## START DATA SHOWN
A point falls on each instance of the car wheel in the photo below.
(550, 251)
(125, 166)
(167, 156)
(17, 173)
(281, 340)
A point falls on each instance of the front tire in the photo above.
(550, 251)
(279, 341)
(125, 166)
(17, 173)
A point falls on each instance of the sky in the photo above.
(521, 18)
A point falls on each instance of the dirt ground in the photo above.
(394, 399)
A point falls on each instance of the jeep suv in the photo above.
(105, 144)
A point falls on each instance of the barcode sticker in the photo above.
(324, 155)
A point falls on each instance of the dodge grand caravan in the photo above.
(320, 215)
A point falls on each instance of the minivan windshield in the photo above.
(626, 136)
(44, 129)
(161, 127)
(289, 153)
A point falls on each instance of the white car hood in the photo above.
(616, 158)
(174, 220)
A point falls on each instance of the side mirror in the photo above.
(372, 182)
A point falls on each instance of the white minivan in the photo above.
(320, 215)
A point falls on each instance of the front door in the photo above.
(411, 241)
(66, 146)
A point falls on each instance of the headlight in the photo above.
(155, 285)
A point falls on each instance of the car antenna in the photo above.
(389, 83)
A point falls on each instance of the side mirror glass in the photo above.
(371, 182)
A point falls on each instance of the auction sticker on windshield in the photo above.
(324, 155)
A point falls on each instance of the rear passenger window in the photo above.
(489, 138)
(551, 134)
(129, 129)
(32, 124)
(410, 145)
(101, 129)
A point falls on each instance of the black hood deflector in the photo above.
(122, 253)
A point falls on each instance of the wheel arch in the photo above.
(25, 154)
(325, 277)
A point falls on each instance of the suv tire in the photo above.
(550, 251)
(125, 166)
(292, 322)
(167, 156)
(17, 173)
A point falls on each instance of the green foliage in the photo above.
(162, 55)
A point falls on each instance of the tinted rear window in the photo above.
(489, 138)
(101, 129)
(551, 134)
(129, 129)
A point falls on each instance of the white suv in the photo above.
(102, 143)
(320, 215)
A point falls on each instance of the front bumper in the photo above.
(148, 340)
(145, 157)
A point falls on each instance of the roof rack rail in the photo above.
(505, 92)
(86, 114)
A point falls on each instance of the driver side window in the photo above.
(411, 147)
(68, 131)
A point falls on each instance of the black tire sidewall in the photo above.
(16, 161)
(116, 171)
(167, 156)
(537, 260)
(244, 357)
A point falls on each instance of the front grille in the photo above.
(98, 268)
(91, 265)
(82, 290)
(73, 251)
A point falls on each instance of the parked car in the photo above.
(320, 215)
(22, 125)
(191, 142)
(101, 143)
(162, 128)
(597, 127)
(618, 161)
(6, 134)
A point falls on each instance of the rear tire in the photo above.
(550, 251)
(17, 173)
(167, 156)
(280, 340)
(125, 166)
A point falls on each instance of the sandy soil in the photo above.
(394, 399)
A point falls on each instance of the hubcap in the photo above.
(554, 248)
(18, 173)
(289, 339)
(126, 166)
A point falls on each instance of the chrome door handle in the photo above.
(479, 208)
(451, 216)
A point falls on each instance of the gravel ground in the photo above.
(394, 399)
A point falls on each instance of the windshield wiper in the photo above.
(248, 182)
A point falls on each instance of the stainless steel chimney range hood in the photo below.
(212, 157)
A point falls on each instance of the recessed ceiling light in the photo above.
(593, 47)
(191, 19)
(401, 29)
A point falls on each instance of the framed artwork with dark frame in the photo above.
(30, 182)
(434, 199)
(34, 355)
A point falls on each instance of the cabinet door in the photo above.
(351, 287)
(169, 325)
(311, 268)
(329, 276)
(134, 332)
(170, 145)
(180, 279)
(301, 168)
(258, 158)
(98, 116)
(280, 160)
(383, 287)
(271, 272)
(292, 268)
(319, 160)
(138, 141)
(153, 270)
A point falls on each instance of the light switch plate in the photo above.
## END DATA SHOWN
**GIVEN INSTRUCTION:**
Your task is to reproduce all of the records exactly.

**WRITTEN SOLUTION:**
A point falls on each instance of the car wheel in the photo below.
(550, 251)
(125, 166)
(167, 156)
(17, 173)
(281, 340)
A point falls on each instance of the front tire in the photo above.
(550, 251)
(279, 341)
(125, 166)
(17, 173)
A point falls on each instance of the sky in the photo above.
(521, 18)
A point falls on each instance of the dirt ground in the photo above.
(394, 399)
A point falls on each instance of the jeep suv in the photo above.
(105, 144)
A point falls on each instance of the barcode sticker in the photo above.
(324, 155)
A point falls on each instance of the dodge grand caravan in the photo above.
(320, 215)
A point falls on each instance of the minivan windshield in the photo above.
(626, 136)
(44, 129)
(161, 127)
(289, 153)
A point falls on each instance of the white car hood in the photo above.
(616, 158)
(174, 220)
A point falls on each instance of the side mirror in the photo above.
(372, 182)
A point falls on each instance of the white minivan in the photo above.
(320, 215)
A point falls on each instance of the front door in the photo above.
(411, 241)
(66, 146)
A point falls on each instance of the headlight in the photo above.
(155, 285)
A point falls on each instance of the car antenna in the photo above.
(389, 83)
A point falls on each instance of the side mirror glass in the photo above.
(371, 182)
A point falls on each instance of the auction sticker on windshield in the photo above.
(324, 155)
A point falls on each instance of the rear passenger window in the photo above.
(489, 138)
(551, 134)
(129, 129)
(32, 124)
(410, 145)
(101, 129)
A point falls on each instance of the black hood deflector in the photo above.
(122, 253)
A point falls on each instance of the wheel arch in the photo above.
(25, 154)
(325, 277)
A point falls on each instance of the suv tire in the photo above.
(550, 251)
(125, 166)
(292, 322)
(167, 156)
(17, 173)
A point falls on each instance of the green foliage in the photo above.
(162, 55)
A point falls on each instance of the tinted rear window in the photo above.
(489, 138)
(101, 129)
(551, 134)
(129, 129)
A point falls on each instance of the white suv in the photo above.
(102, 143)
(320, 215)
A point falls on each instance of the front bumper in the photo above.
(148, 340)
(145, 157)
A point falls on each instance of the roof rack rail in the photo above.
(505, 92)
(86, 114)
A point falls on each instance of the driver side window in the photo above.
(411, 147)
(68, 131)
A point falls on each instance of the black tire sidewall in the photo above.
(16, 161)
(116, 171)
(167, 156)
(537, 260)
(244, 357)
A point falls on each instance of the front grille in the photo above.
(98, 268)
(91, 265)
(82, 290)
(73, 251)
A point falls on each instance of the parked car in the photo above.
(320, 215)
(22, 125)
(191, 142)
(101, 143)
(162, 128)
(597, 127)
(618, 161)
(6, 134)
A point falls on each instance of the rear tire in the photo above.
(550, 251)
(17, 173)
(167, 156)
(280, 340)
(125, 166)
A point falls on each instance of the sandy soil in the photo above.
(394, 399)
A point falls on each instance of the hubcap in the photo above.
(554, 248)
(18, 173)
(289, 339)
(126, 166)
A point falls on each instance of the chrome door handle in the photo above.
(479, 208)
(451, 216)
A point falls on each instance of the gravel ground in the photo above.
(394, 399)
A point falls on each instance of the windshield wiper in the photo above.
(248, 182)
A point falls on each instance of the stainless steel chimney range hood in the photo below.
(212, 157)
A point falls on each instance of the recessed ceiling light in the photo above.
(593, 47)
(191, 19)
(401, 29)
A point falls on each instance of the framed artwork with dark frame in the photo above.
(30, 182)
(434, 199)
(34, 355)
A point falls on each instance of the cabinet door in the photo above.
(351, 287)
(169, 325)
(311, 268)
(329, 276)
(134, 332)
(170, 145)
(180, 279)
(301, 168)
(258, 158)
(98, 116)
(280, 160)
(383, 287)
(271, 272)
(292, 268)
(319, 160)
(138, 141)
(153, 270)
A point falls on each instance of the light switch plate in the photo above.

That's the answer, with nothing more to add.